• WORK REQUIRED:
Show each line of the listing in which the word "white" occurs.

• DATA SUPPLIED:
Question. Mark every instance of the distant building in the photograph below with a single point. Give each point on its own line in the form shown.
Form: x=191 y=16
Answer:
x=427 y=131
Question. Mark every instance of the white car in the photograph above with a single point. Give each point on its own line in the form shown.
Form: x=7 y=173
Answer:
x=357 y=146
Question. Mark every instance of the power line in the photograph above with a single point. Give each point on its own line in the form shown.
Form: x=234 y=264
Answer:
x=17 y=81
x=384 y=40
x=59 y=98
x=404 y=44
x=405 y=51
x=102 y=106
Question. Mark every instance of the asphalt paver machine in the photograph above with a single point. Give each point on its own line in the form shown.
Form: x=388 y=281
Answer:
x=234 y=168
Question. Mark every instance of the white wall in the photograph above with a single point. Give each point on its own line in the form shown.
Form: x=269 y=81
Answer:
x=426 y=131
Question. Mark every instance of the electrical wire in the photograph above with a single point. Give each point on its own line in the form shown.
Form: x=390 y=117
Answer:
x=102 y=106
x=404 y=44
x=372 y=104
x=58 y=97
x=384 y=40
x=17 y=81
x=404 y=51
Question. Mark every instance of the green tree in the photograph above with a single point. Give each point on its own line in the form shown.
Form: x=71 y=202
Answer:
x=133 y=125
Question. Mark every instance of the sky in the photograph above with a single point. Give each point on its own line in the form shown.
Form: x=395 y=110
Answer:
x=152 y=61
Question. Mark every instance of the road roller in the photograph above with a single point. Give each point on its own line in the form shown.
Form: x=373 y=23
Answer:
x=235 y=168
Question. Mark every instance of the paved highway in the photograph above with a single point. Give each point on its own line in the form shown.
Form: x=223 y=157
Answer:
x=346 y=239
* * *
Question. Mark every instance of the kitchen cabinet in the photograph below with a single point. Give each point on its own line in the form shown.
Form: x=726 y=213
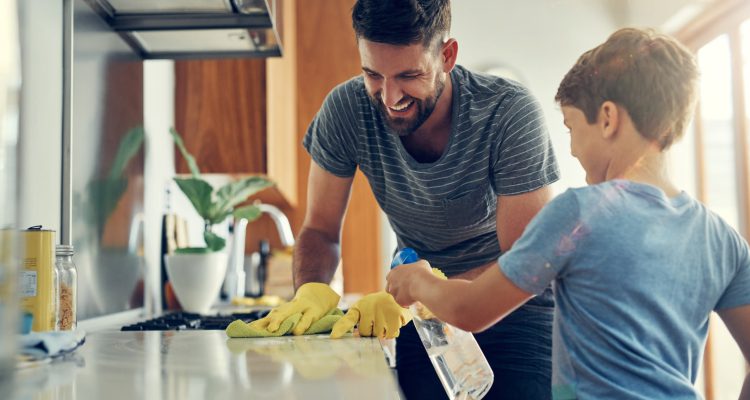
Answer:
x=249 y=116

• WRITTEN SOLUTION:
Question. Mark every instance of the white car in the photograph above with a single point. Give each point on its own line in the form shown.
Question. Mark every instance of the white wall in the photograph above with a single point. Give each point on its own line in the form shown.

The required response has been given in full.